> Stated goal A
How would you translate this sentence from the fertilizer forum thread into Spanish: "The powder at the bottom looks exactly like iron phosphate."?
> Stated goal B
Answer these questions from the fertilizer forum thread:
(i) What kind of issue does Darrel think is the likely cause?
(ii) What is bhavik's water softener connected to?
(iii) What did Progen use to add to the rather acidic tap water?

::: Text segment

# Need help with Lush Max ferts



## bhavik (20 Apr 2017)

As anyone used Lush max ferts from eBay?
I need help with it as it doesn't seem to be working for me at all 
Anyone else has this experience?


----------



## bhavik (21 Apr 2017)

Can some one please help me with this!


----------



## dw1305 (21 Apr 2017)

Hi all,





bhavik said:


> As anyone used Lush max ferts from eBay?
> I need help with it as it doesn't seem to be working for me at all
> Anyone else has this experience?


I haven't used it, but it is meant to be a complete "all in one" mix, so it is likely to be a solubility issue.

Do you have very hard tap water?

cheers Darrel


----------



## bhavik (21 Apr 2017)

Hi there appreciate the reply!

Yeah that's why I ended up buying it but didnt seem to work even when I started putting in a crazy amount

I was thinking it might be that as I do have a clay/muddy substance let at the bottom of the bottle when it's left alone

I do have hard water but I don't know how hard as I do have a water softer connected to my hot water


----------



## Progen (22 Apr 2017)

Suggest you test your water parameters first so you'll know how far off you are. I used to add quite a bit of baking soda to the rather acidic tap water and then started wondering why my plants were exhibiting iron deficiencies.

They're much better now that I've cut down on the soda during every water change.


----------



## bhavik (22 Apr 2017)

Hi I'm still having problem dissolving the liquid I still have a clay ish mixture at the bottom of the bottle after left to settle 

I have tried running the bottle under very hot water but didn't seem to work

What else can I do to make this dissolve?

I just wanted to ask is it easier to dissolve water in soft water compared to hard


----------



## xim (23 Apr 2017)

The powder at the bottom looks exactly like iron phosphate. This is why a high quality chelator is needed so that iron and phosphate can both dissolve without binding to each other and precipitate out. I would discard the mix because it's now practically insoluble.

::::::
::: Collected material

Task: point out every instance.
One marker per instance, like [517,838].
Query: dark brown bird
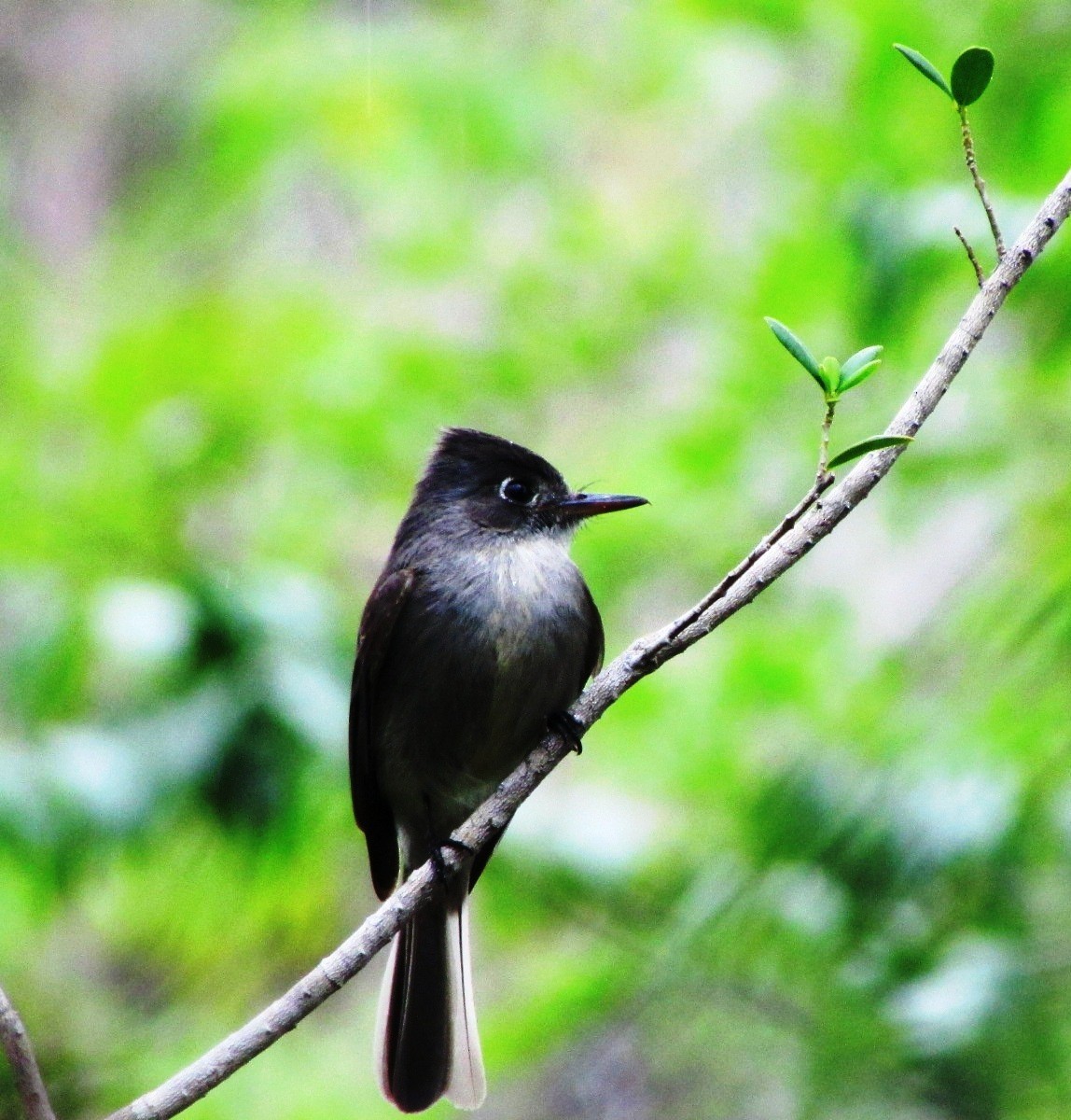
[480,633]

::::::

> Written response A
El polvo del fondo se parece exactamente al fosfato de hierro.

> Written response B
(i) A solubility issue.
(ii) The hot water.
(iii) Baking soda.